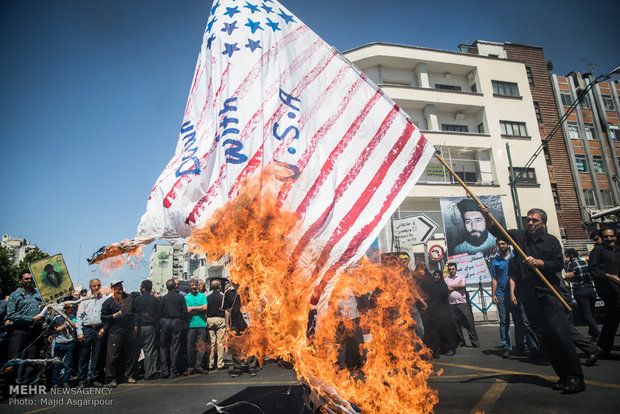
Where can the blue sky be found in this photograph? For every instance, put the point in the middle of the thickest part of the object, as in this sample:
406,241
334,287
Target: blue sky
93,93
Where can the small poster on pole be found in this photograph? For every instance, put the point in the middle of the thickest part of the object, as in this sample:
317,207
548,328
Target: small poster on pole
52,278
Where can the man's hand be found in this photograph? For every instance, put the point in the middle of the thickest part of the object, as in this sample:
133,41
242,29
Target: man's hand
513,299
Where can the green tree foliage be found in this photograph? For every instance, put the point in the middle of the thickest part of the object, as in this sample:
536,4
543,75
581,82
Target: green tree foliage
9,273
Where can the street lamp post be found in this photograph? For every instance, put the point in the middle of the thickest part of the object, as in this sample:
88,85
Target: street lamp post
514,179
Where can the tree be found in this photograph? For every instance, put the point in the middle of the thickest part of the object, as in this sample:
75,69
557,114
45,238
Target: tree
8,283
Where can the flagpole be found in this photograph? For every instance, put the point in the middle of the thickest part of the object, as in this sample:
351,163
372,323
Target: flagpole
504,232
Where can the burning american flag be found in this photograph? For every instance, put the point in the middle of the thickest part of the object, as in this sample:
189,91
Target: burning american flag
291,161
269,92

──────────────────────────────

Set problem: Copy out every one of the lines above word for word, leaving out the pictures.

The output:
Where can the blue sky be found in this photograph? For every instance, put the point in the middle of the thickest part of the object, as in this sample:
406,241
334,287
Target: blue sky
93,93
Where can the small poster on pole be found in this photograph? For every instance, put the point in the middle of the thickest part of the object, as in this sample:
317,207
548,328
Target: small poster on pole
52,278
Where can the man's hand be found in this photograph? For every instance, put the point in the middle of the thickest part of the object, as in this sample:
133,41
242,29
Target: man's hand
513,299
Where can the green tree foliage be found in this photograph? For every instance, put the point in the middle of the thickest part of the object, as in this sample:
536,4
543,75
581,82
Target: green tree foliage
9,273
Where can the street lamp post be found in this photograph? For every instance, put the point in the middle of the thickest part of the object, as in this sample:
88,85
Target: street lamp post
514,179
Where can the tree be found in this photograph? For every instance, put the point in the middle of the thickest part of the object, as in this sample:
75,69
557,114
45,238
Target: tree
8,283
Where can the flagpole be found in this photograph? For every instance, put the point in the middle of the thickest part of the object, as in this sample:
351,163
372,323
Target: flagpole
504,232
Where can the burning american flag be found in this photograph? For every instance, put the point in the middle of the thickest part of the object, as in this sample:
189,91
Target: burning american flag
291,161
269,92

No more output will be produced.